■ **Exercice à réaliser**: Pouvez-vous recopier à l'identique le passage de la page sur la protection forte qui commence à « Le projet de décret proposé » et se termine à « en sous nombre). » ?

■ **Page**:
::::::::::

Décret pris en application de l’article L. 110-4 du code de l’environnement et définissant la notion de protection forte et les modalités de la mise en œuvre de cette protection forte.
Consultation du 14/01/2022 au 05/02/2022 - 4087 contributions
La loi « climat et résilience » a inscrit dans le code de l’environnement (article L. 110-4) le principe de l’adoption d’une stratégie pour les aires protégées ainsi que les objectifs visés par cette stratégie, à savoir la couverture, par un réseau cohérent d’aires protégées en métropole et en outre-mer, sur terre et en mer, d’au moins 30 % de l’ensemble du territoire national et des espaces maritimes sous souveraineté ou juridiction française. Ce réseau vise également la mise sous protection forte d’au moins 10 % de l’ensemble du territoire national et des espaces maritimes sous souveraineté ou sous juridiction française.
Le présent décret a pour objectif de définir la notion de « protection forte », ainsi que les modalités de décompte des zones concernées par cette protection.
Le dossier de consultation comprend le projet de décret, un rapport de présentation détaillé et la stratégie nationale des aires protégées.
Commentaires
Nous ne pouvons qu’approuver le projet de créer des zones de protection forte dans nos espaces protégés.
Nous tenons cependant à faire preuve de vigilance quand à la définition qui sera retenue pour ces zones de protection forte, et notamment en nous interrogeant sur les activités qui seront permises dans les zones concernées.
Actuellement en France métropolitaine et dans les territoires d’outre-mer, la surface totale des aires protégées sur le territoire représente 23,5 % du territoire national et des eaux sous juridiction. Or, les activités humaines sont permises sur ces territoires, malgré leur statut de protection, et cela parfois au détriment de la protection de la nature (faune et flore).
Le projet de décret proposé à la consultation du public prévoit qu’il faudra démontrer que les activités humaines sont « susceptibles de compromettre » les enjeux écologiques pour s’opposer à un projet au sein des zones de protection forte. Le recours au juge sera donc nécessaire pour interpréter cette notion, faute de précisions dans la définition.
Les mesures proposées sont floues et ne garantissent pas la protection de ces zones : protection foncière (sans autre précision), réglementation adaptée (sans préciser laquelle), contrôle effectif des activités (sans dire qui se chargera de ces contrôles alors que les agents sont déjà en sous nombre).

::::::::::

■ **Matériel source**:
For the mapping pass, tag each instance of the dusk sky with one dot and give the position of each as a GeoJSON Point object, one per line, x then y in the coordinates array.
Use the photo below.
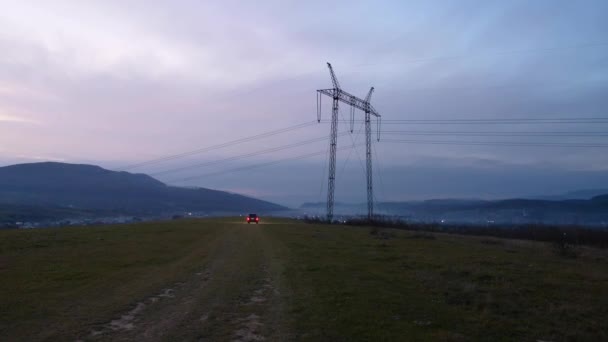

::::::::::

■ **Réponse correcte**:
Le projet de décret proposé à la consultation du public prévoit qu’il faudra démontrer que les activités humaines sont « susceptibles de compromettre » les enjeux écologiques pour s’opposer à un projet au sein des zones de protection forte. Le recours au juge sera donc nécessaire pour interpréter cette notion, faute de précisions dans la définition.
Les mesures proposées sont floues et ne garantissent pas la protection de ces zones : protection foncière (sans autre précision), réglementation adaptée (sans préciser laquelle), contrôle effectif des activités (sans dire qui se chargera de ces contrôles alors que les agents sont déjà en sous nombre).